**Collected data**
══════════════════════════════

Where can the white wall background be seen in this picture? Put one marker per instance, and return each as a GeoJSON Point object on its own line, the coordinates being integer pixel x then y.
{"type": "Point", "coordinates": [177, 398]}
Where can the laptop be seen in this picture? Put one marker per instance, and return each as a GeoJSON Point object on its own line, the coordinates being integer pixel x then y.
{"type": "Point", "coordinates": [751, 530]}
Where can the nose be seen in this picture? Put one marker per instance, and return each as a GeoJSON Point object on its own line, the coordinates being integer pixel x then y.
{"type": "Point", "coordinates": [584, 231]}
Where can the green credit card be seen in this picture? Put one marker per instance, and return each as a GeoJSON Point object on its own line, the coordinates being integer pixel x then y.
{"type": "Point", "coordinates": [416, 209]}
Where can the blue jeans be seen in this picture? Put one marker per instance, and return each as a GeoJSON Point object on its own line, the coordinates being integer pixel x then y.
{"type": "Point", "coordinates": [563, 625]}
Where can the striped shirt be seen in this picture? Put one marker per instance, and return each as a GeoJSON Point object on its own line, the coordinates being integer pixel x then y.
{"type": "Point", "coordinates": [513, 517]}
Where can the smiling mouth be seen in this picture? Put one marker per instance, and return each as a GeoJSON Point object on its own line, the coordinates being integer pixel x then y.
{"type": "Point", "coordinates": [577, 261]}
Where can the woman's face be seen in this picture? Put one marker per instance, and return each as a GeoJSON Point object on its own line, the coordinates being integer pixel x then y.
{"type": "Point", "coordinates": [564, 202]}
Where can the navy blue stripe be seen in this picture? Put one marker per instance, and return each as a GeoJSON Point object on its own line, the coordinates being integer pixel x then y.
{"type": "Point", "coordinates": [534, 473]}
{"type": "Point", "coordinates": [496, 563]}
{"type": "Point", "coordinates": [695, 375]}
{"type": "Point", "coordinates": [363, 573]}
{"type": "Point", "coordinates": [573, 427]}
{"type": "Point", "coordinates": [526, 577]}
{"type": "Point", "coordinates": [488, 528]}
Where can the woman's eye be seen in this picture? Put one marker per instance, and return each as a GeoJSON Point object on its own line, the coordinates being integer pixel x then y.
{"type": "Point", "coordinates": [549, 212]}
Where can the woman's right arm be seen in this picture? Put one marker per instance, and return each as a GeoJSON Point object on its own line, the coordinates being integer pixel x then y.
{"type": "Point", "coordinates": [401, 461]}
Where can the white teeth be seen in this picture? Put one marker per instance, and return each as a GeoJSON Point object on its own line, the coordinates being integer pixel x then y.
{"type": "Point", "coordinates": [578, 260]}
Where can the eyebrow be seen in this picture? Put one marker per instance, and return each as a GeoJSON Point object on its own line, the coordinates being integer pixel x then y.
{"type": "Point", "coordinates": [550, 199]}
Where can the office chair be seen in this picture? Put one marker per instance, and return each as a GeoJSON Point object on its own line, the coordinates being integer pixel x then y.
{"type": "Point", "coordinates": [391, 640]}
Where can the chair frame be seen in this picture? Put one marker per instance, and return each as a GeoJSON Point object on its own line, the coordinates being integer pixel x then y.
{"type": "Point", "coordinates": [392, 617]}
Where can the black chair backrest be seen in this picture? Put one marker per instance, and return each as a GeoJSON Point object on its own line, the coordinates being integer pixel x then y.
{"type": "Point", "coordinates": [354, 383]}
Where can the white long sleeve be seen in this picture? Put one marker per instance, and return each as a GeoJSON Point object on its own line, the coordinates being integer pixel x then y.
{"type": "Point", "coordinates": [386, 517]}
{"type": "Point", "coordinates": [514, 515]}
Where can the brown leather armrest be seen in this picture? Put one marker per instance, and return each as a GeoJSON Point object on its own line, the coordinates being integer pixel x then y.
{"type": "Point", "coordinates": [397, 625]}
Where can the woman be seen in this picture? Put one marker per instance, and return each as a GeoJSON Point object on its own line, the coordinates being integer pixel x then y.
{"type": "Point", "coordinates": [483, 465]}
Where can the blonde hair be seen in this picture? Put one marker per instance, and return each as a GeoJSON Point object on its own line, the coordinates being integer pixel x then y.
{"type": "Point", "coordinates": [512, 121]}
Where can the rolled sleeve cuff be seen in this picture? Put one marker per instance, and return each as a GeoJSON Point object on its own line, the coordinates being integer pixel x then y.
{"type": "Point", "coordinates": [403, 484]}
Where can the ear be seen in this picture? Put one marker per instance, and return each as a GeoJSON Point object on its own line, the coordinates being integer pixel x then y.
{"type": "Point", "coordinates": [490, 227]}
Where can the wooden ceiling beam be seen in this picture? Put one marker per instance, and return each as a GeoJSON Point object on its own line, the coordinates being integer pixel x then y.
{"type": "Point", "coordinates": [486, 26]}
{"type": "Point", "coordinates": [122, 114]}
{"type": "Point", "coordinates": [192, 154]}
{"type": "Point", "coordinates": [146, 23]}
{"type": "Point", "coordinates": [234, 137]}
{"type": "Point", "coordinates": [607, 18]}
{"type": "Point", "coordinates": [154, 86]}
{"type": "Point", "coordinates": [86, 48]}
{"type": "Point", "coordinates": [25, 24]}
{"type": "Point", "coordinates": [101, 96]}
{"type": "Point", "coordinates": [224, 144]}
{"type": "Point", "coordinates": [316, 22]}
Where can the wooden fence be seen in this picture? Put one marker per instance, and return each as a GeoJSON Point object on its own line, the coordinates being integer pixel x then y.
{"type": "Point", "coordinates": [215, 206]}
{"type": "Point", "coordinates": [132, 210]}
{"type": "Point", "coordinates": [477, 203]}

══════════════════════════════

**WHAT IS REQUIRED**
Word for word, transcribe each record.

**ANSWER TO THIS TASK**
Where can the white wall background be seen in this picture? Put one marker per instance, and return each as a GeoJSON Point object on its own line, the coordinates being integer pixel x then y.
{"type": "Point", "coordinates": [177, 398]}
Where can the laptop be seen in this picture? Put one marker per instance, and return each as a GeoJSON Point object on its own line, the coordinates being integer pixel x then y.
{"type": "Point", "coordinates": [751, 530]}
Where can the nose be seen in this picture? Put one marker per instance, and return each as a GeoJSON Point object on its own line, the coordinates being integer pixel x then y.
{"type": "Point", "coordinates": [584, 231]}
Where can the green credit card be seen in this picture? Put one marker per instance, and return each as a GeoJSON Point object on its own line, the coordinates being integer pixel x then y.
{"type": "Point", "coordinates": [416, 209]}
Where can the blue jeans be seen in this picture? Put one marker per instance, and return each as a GeoJSON Point object on its own line, the coordinates being integer pixel x then y.
{"type": "Point", "coordinates": [563, 625]}
Where can the striped shirt be seen in this picture? Put one marker per instance, and return each as a GeoJSON Point object on its own line, the coordinates being integer pixel x then y.
{"type": "Point", "coordinates": [513, 517]}
Where can the smiling mouth be seen in this picture? Put one marker per instance, and return each as a GeoJSON Point object on its own line, the coordinates being integer pixel x then y.
{"type": "Point", "coordinates": [577, 261]}
Where can the woman's face be seen in this picture? Put one marker per instance, and return each as a GeoJSON Point object on its own line, the coordinates being integer pixel x then y.
{"type": "Point", "coordinates": [564, 202]}
Where can the navy blue stripe be seen in this picture? Put one marker per instance, and return each as a GeoJSON Point object on its own line, the coordinates being integer pixel x then y.
{"type": "Point", "coordinates": [534, 473]}
{"type": "Point", "coordinates": [496, 563]}
{"type": "Point", "coordinates": [695, 375]}
{"type": "Point", "coordinates": [363, 573]}
{"type": "Point", "coordinates": [573, 427]}
{"type": "Point", "coordinates": [526, 577]}
{"type": "Point", "coordinates": [488, 528]}
Where can the woman's eye be seen in this picture? Put one marker per instance, and return each as a GeoJSON Point object on its own line, the coordinates being integer pixel x then y.
{"type": "Point", "coordinates": [549, 212]}
Where can the woman's right arm be seen in this picture? Put one marker per instance, and return each as a GeoJSON Point object on its own line, the coordinates being integer pixel x then y.
{"type": "Point", "coordinates": [401, 461]}
Where can the white teeth be seen in this picture? Put one marker per instance, and return each as a GeoJSON Point object on its own line, the coordinates being integer pixel x then y.
{"type": "Point", "coordinates": [578, 260]}
Where can the eyebrow be seen in this picture? Put one marker per instance, and return each as a GeoJSON Point object on its own line, the coordinates being integer pixel x then y.
{"type": "Point", "coordinates": [550, 199]}
Where can the office chair be seen in this picture? Put one marker per instance, and return each as a GeoJSON Point object on its own line, the coordinates being integer pixel x then y.
{"type": "Point", "coordinates": [391, 640]}
Where can the chair frame be seen in this picture? Put one marker per instance, and return each as a GeoJSON Point object on its own line, the coordinates being integer pixel x then y.
{"type": "Point", "coordinates": [392, 617]}
Where can the black chair backrest be seen in this picture? Put one marker per instance, and return each as a GeoJSON Point object on its own line, the coordinates being integer pixel x then y.
{"type": "Point", "coordinates": [354, 383]}
Where can the white long sleeve be seen in this picture? Put one marker per instance, and return each as a GeoJSON Point object on its own line, the coordinates being integer pixel x then y.
{"type": "Point", "coordinates": [386, 517]}
{"type": "Point", "coordinates": [514, 515]}
Where can the brown leather armrest be seen in this picture? Put one marker per instance, and return each as a GeoJSON Point object on its own line, the coordinates being integer pixel x then y.
{"type": "Point", "coordinates": [397, 625]}
Where can the woman be seen in this picture? Put one marker per instance, and return each as a GeoJSON Point object on its own line, the coordinates being integer pixel x then y.
{"type": "Point", "coordinates": [483, 465]}
Where can the blonde hair be seen in this picture? Put one marker per instance, and return each as a GeoJSON Point object on its own line, the coordinates being integer pixel x then y.
{"type": "Point", "coordinates": [512, 121]}
Where can the rolled sleeve cuff be seen in this picture? Put one marker per instance, and return each as a GeoJSON Point object on its own line, the coordinates being integer pixel x then y.
{"type": "Point", "coordinates": [403, 484]}
Where can the ear be seen in this picture? Put one marker per instance, and return each as a GeoJSON Point object on its own line, the coordinates being integer pixel x then y.
{"type": "Point", "coordinates": [490, 227]}
Where can the wooden ceiling beam be seen in this picture? Put one marker per instance, and return each as a GeoJSON Point object on its own line, the coordinates being integer pixel x then y.
{"type": "Point", "coordinates": [486, 26]}
{"type": "Point", "coordinates": [122, 114]}
{"type": "Point", "coordinates": [192, 154]}
{"type": "Point", "coordinates": [146, 23]}
{"type": "Point", "coordinates": [234, 137]}
{"type": "Point", "coordinates": [607, 18]}
{"type": "Point", "coordinates": [154, 86]}
{"type": "Point", "coordinates": [86, 48]}
{"type": "Point", "coordinates": [25, 24]}
{"type": "Point", "coordinates": [101, 96]}
{"type": "Point", "coordinates": [224, 144]}
{"type": "Point", "coordinates": [316, 22]}
Where can the wooden fence be seen in this picture? Put one marker per instance, and return each as a GeoJSON Point object on its own line, the coordinates being integer pixel x then y.
{"type": "Point", "coordinates": [215, 206]}
{"type": "Point", "coordinates": [132, 210]}
{"type": "Point", "coordinates": [477, 203]}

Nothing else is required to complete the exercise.